» 本文抜粋
*-*-*

零ノ谷エリア

2008年 9月21日記

 以下は、零の谷と呼ばれるエリアの案内です。

 皆が上の目的の岩に行くと言うので、小生も一番後ろから付いて行く。なにしろ歩くのが遅く、すぐに離されてしまうから、ということでの一番最後からの出発である。

 最初は前回のイベントのときに磨いたスラブの横を登り始めたが、すぐに引き返し、その先の谷の斜面に取り付く。

 ほんのちょっとした踏み跡に入り、僅かに登ると急に傾斜が増してくる。下に草は殆ど生えていないから、その点では歩きやすいと言えるのだが、何しろその傾斜が半端ではない。それをほぼ真っ直ぐに登って行くから、なおさら大変である。一番後ろを良いことに小生は怠け者の馬よろしく少しジグザグに登って行く。そんなことをするとますます遅れてしまうのだが、そんなことは言ってはいられない程の傾斜なのである。

 どれくらい登っただろうか、大きな岩峰が現れる。その辺から上を見上げると、岩だらけである。その中に、大きな岩が大きな岩に寄りかかったような感じで洞穴を形作っている岩がある。その洞穴の天井の隙間を登ろうと言うことらしい。所謂ルーフクラックである。それもオフィズスとかいうサイズらしい。今回の仲間は皆そこを嬉々として眺めている。

 ここまで登ってくるのにどれくらいの時間がかかったのだろうか。そこに案内してくれた仲間に言わせれば20分位らしいのだが、なんだかそれよりはもっと早くに着いた気がする。

 一緒に10級を触った人は前にもここに来たことがあるらしく、その時にそのルーフクラックにトライしたらしいのだが、その時は一人だったらしく、恐くて途中で諦めたらしい。先ずはその人が再度のトライを始める。

 薄暗い洞穴の中で、何人かの人が両手を天井に向けて差し伸べている。下にはそのとき持参した2枚のマットが敷かれている。覗いてみると、天井から足の先と時々手の先が見え隠れしている。その天井に出来た隙間にその人がすっぽりと入り込んでいるらしいのである。

 中に入っていったら、天井から、もう駄目だとか、いやまだもう少しとか、声が聞こえてくる。そして、いきなり二本の足が出てきた。どうやら狭くなりすぎて、その先進めなくなってしまったらしい。

 この課題の説明を少ししておこうか。この課題はジムの昔の仲間がレイバック体勢で、もう一人の昔のジムの仲間はオフィズス登りで、共に一撃で登った課題らしい。グレードは10aだとか10cだとかそんなグレードだという。そして、レイバック体勢で登った人は12だかともいっていたような。

*-*-*

» 練習問題 a
レコードのうち、「Quality check round. The original labels for handheld」を含む行から始まり、レコードの最後の行で終わる部分を、一字一句変えずに打ち直してください。

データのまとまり
*-*-*

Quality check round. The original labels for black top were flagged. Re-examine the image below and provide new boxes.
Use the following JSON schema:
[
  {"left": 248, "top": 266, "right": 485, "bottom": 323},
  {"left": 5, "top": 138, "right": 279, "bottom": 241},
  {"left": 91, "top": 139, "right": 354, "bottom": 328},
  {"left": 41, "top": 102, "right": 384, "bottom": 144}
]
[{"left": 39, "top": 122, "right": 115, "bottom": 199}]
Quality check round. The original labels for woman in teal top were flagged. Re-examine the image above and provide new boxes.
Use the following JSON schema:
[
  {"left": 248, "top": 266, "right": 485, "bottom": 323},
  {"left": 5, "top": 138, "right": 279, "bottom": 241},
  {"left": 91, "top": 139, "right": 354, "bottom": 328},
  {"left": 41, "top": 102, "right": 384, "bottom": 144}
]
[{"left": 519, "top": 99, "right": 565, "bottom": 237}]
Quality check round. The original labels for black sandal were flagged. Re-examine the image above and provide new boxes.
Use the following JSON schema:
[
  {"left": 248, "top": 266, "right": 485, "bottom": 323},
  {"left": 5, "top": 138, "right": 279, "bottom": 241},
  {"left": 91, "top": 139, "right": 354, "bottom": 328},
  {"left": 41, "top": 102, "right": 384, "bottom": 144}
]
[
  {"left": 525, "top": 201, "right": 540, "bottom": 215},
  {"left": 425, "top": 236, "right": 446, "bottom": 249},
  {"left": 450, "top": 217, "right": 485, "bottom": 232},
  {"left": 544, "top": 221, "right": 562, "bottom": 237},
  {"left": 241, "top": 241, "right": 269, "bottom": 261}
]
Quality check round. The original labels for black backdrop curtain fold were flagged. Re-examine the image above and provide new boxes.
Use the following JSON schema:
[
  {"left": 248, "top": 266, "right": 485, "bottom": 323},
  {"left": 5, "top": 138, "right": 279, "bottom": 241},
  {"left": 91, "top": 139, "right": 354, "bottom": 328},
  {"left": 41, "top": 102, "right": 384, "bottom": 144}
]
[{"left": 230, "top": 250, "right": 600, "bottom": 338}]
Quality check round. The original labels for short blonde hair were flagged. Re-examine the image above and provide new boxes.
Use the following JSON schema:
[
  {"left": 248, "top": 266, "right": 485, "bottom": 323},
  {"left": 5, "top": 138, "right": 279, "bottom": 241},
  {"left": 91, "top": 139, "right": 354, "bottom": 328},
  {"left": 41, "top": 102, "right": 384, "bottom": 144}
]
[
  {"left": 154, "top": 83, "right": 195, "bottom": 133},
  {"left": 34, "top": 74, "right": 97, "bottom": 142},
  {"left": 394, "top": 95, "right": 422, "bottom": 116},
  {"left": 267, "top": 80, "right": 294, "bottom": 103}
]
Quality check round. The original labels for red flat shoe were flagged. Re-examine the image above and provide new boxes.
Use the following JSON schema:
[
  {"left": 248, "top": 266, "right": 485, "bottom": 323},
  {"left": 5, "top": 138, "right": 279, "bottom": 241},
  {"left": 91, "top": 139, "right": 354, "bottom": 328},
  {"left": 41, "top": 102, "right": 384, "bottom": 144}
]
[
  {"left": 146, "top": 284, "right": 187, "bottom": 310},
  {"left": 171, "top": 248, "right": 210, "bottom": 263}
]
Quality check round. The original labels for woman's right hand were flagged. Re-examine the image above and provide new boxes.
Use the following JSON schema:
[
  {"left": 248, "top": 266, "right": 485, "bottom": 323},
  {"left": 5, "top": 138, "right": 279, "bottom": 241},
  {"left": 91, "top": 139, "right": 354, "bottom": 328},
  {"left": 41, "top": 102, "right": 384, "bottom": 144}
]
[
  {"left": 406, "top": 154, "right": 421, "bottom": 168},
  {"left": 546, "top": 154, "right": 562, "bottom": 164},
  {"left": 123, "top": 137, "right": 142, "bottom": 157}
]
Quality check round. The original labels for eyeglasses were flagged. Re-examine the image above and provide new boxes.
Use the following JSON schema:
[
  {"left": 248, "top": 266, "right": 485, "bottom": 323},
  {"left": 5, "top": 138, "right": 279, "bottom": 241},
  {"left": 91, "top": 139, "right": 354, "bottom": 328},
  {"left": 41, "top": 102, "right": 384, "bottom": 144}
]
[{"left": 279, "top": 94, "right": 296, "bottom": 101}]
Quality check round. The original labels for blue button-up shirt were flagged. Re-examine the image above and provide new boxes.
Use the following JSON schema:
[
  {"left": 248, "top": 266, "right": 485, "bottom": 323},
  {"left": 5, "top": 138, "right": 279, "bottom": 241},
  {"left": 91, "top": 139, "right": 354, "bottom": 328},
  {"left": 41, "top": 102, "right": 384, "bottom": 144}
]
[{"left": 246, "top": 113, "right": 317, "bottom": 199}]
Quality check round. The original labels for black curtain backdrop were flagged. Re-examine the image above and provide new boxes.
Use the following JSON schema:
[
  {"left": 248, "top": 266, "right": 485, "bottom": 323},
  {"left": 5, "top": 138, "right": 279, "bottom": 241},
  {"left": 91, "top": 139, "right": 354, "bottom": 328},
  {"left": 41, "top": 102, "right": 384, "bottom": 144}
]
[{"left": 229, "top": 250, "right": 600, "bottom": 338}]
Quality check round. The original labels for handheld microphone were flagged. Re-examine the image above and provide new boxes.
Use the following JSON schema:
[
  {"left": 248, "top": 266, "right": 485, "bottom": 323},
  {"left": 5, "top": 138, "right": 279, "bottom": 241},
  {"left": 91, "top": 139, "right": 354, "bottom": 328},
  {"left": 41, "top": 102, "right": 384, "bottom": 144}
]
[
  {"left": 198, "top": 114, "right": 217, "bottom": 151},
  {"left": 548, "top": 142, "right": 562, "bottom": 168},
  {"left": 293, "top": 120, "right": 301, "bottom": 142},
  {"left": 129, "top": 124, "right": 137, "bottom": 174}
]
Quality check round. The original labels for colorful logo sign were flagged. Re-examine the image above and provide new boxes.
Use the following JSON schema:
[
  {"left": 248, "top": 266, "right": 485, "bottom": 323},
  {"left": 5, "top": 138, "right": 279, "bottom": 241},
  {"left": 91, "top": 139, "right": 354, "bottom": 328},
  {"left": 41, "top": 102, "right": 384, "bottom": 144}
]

*-*-*

» 練習問題 b
本文から、「ほんのちょっとした踏み跡に入」から始まり「の人が再度のトライを始める。」で終わる部分を、そのまま繰り返してください。

» 解答例 a
Quality check round. The original labels for handheld microphone were flagged. Re-examine the image above and provide new boxes.
Use the following JSON schema:
[
  {"left": 248, "top": 266, "right": 485, "bottom": 323},
  {"left": 5, "top": 138, "right": 279, "bottom": 241},
  {"left": 91, "top": 139, "right": 354, "bottom": 328},
  {"left": 41, "top": 102, "right": 384, "bottom": 144}
]
[
  {"left": 198, "top": 114, "right": 217, "bottom": 151},
  {"left": 548, "top": 142, "right": 562, "bottom": 168},
  {"left": 293, "top": 120, "right": 301, "bottom": 142},
  {"left": 129, "top": 124, "right": 137, "bottom": 174}
]
Quality check round. The original labels for colorful logo sign were flagged. Re-examine the image above and provide new boxes.
Use the following JSON schema:
[
  {"left": 248, "top": 266, "right": 485, "bottom": 323},
  {"left": 5, "top": 138, "right": 279, "bottom": 241},
  {"left": 91, "top": 139, "right": 354, "bottom": 328},
  {"left": 41, "top": 102, "right": 384, "bottom": 144}
]

» 解答例 b
ほんのちょっとした踏み跡に入り、僅かに登ると急に傾斜が増してくる。下に草は殆ど生えていないから、その点では歩きやすいと言えるのだが、何しろその傾斜が半端ではない。それをほぼ真っ直ぐに登って行くから、なおさら大変である。一番後ろを良いことに小生は怠け者の馬よろしく少しジグザグに登って行く。そんなことをするとますます遅れてしまうのだが、そんなことは言ってはいられない程の傾斜なのである。

 どれくらい登っただろうか、大きな岩峰が現れる。その辺から上を見上げると、岩だらけである。その中に、大きな岩が大きな岩に寄りかかったような感じで洞穴を形作っている岩がある。その洞穴の天井の隙間を登ろうと言うことらしい。所謂ルーフクラックである。それもオフィズスとかいうサイズらしい。今回の仲間は皆そこを嬉々として眺めている。

 ここまで登ってくるのにどれくらいの時間がかかったのだろうか。そこに案内してくれた仲間に言わせれば20分位らしいのだが、なんだかそれよりはもっと早くに着いた気がする。

 一緒に10級を触った人は前にもここに来たことがあるらしく、その時にそのルーフクラックにトライしたらしいのだが、その時は一人だったらしく、恐くて途中で諦めたらしい。先ずはその人が再度のトライを始める。